> _EXCERPTED PASSAGE_
= Infundibulum =

An infundibulum (Latin for funnel; plural, infundibula) is a funnel-shaped cavity or organ.

==Anatomy==
- Brain: the pituitary stalk, also known as the infundibulum and infundibular stalk, is the connection between the hypothalamus and the posterior pituitary.
- Hair follicle: the infundibulum is the cup or funnel in which a hair follicle grows.
- Infundibulum (heart): The infundibulum of the heart, or conus arteriosus, is the outflow portion of the right ventricle.
- Lung: The alveolar sacs of the lungs, from which the air chambers (alveoli) open, are also called infundibula.
- Sinus (anatomy): The ethmoidal infundibulum is the most important of three infundibula of the nose: the frontal infundibulum and the maxillary infundibulum flow into it.
- Infundibulum of uterine tube: the funnel-like end of the mammal oviduct nearest to the ovary.
- Gallbladder: The Infundibulum of the gallbladder (also known as the "neck" of the gallbladder) is the end of nearest to the cystic duct, which is often dilated relative to the body of the gallbladder, and is a common site for gallstones.
- Renal pelvis, sometimes called the renal infundibulum

==Veterinary medicine==
- Infundibulum (tooth): In horses, other equines and ruminants, the infundibulum of a tooth is the central cup or funnel of tooth enamel and cementum.

==Botany==
- Glossary of botanical terms: infundibular means "funnel-shaped" in plant morphology, for example referring to the corolla of some flowers.

==Other uses==
- Cephalopod limb: The outer shallow cavity of a sucker on a Cephalopod limb is called an infundibulum.
- Infundibulum (gastropod), a genus of sea snail
- In the science fiction novel The Sirens of Titan by Kurt Vonnegut, a "chronosynclastic infundibulum" is a kind of wormhole through time and space, defined as "where all the different kinds of truths fit together".
- Ian McDonald (British author) - the Everness science fiction series is about the adventures of Everett Singh, a British boy whose understanding of the use of a quantum mechanics and an infundibulum device permits him to travel to parallel worlds under the many-worlds interpretation of quantum physics.

(Saved entries)
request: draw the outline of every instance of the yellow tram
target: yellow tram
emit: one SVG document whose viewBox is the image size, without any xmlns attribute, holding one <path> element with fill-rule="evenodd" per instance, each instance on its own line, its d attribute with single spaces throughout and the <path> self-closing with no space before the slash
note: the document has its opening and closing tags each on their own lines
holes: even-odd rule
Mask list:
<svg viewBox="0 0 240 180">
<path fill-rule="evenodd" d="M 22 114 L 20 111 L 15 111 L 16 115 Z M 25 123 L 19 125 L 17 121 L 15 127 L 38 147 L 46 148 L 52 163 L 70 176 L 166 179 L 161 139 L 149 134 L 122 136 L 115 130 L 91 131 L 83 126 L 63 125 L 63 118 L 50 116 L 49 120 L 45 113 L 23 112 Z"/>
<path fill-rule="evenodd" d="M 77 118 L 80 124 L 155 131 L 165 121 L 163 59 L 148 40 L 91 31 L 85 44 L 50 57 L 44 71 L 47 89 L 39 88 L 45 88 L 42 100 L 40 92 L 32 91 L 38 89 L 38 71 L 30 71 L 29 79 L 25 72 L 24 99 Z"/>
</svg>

> _WHAT YOU ARE ASKED TO DO_
Quote the infundibulum article above, beginning at the words "- Sinus (anatomy): The" and stopping after "enamel and cementum.".

> _EXERCISE ANSWER_
- Sinus (anatomy): The ethmoidal infundibulum is the most important of three infundibula of the nose: the frontal infundibulum and the maxillary infundibulum flow into it.
- Infundibulum of uterine tube: the funnel-like end of the mammal oviduct nearest to the ovary.
- Gallbladder: The Infundibulum of the gallbladder (also known as the "neck" of the gallbladder) is the end of nearest to the cystic duct, which is often dilated relative to the body of the gallbladder, and is a common site for gallstones.
- Renal pelvis, sometimes called the renal infundibulum

==Veterinary medicine==
- Infundibulum (tooth): In horses, other equines and ruminants, the infundibulum of a tooth is the central cup or funnel of tooth enamel and cementum.